Data supplied START
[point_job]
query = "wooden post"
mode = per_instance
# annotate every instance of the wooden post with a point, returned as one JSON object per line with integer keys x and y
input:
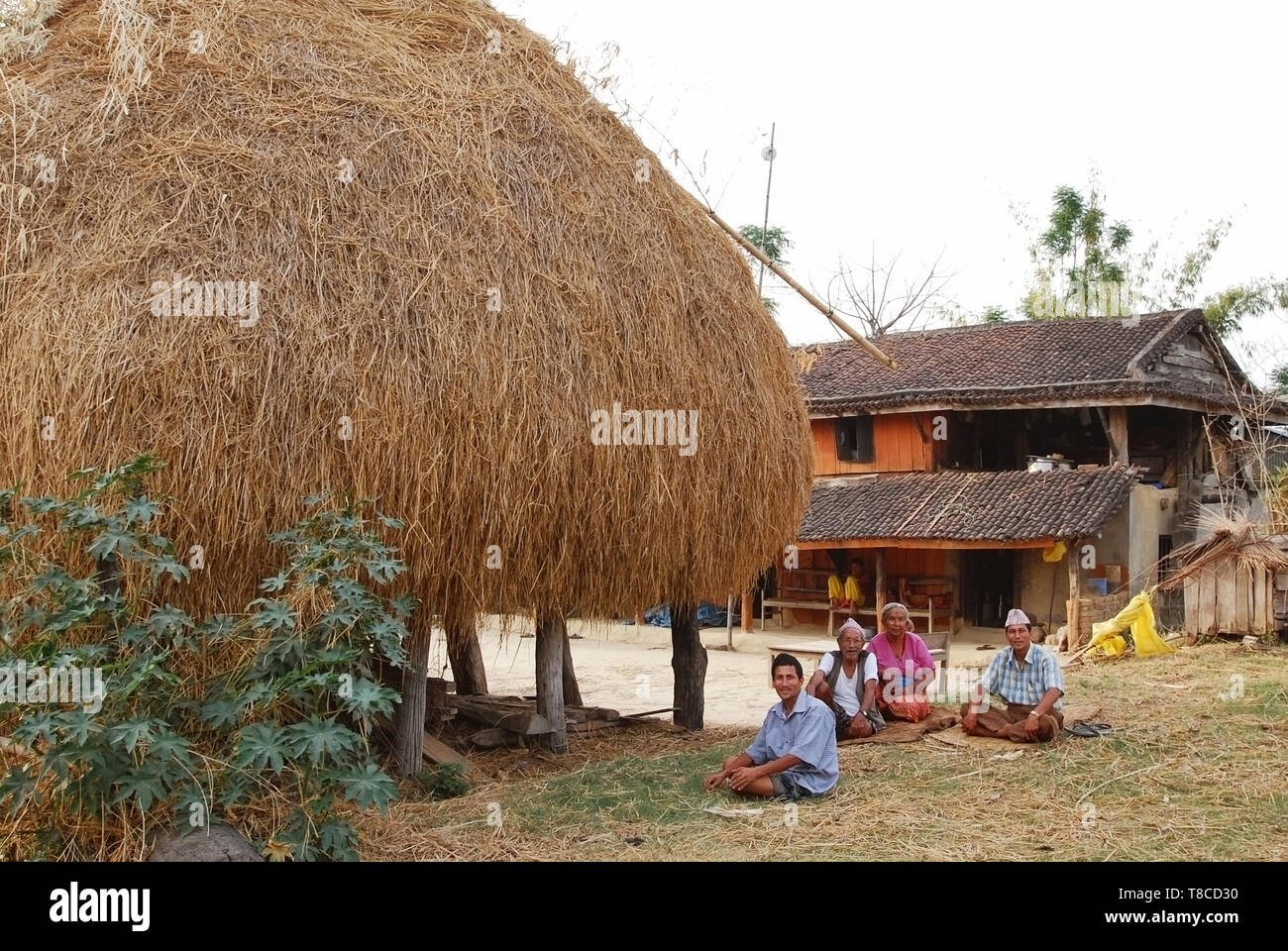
Data supplied END
Data supplied START
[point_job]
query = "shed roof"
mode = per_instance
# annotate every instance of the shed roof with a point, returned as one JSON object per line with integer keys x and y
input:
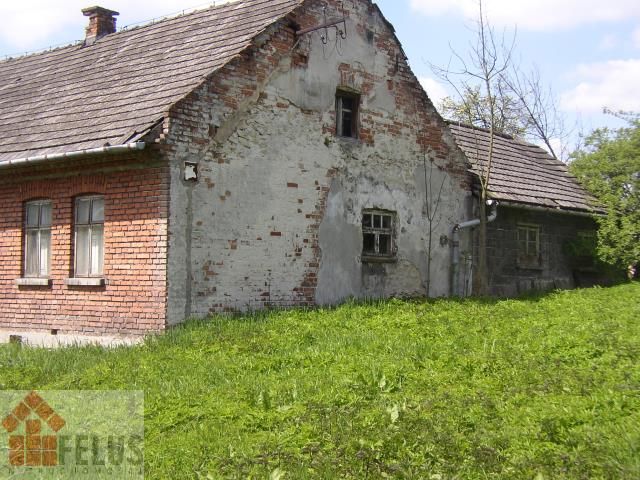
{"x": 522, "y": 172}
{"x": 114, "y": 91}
Data supplied END
Data supplied START
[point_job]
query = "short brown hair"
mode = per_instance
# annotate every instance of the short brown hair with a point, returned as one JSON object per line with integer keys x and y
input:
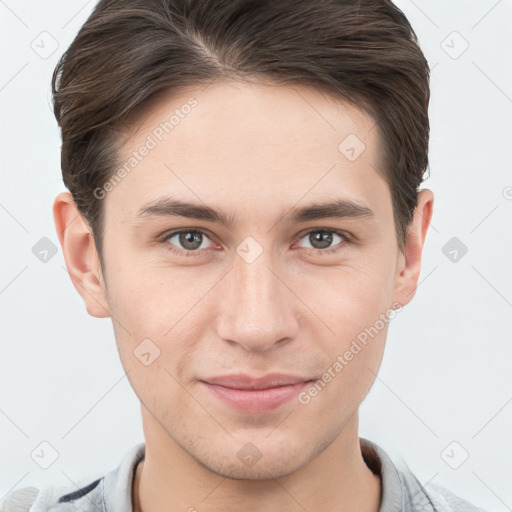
Data supplied END
### Problem details
Report all lines of the data above that include the string "brown".

### Answer for this exercise
query = "short brown hair"
# annotate every instance of the short brown hair with a point, returned as one JSON object per line with integer keys x and y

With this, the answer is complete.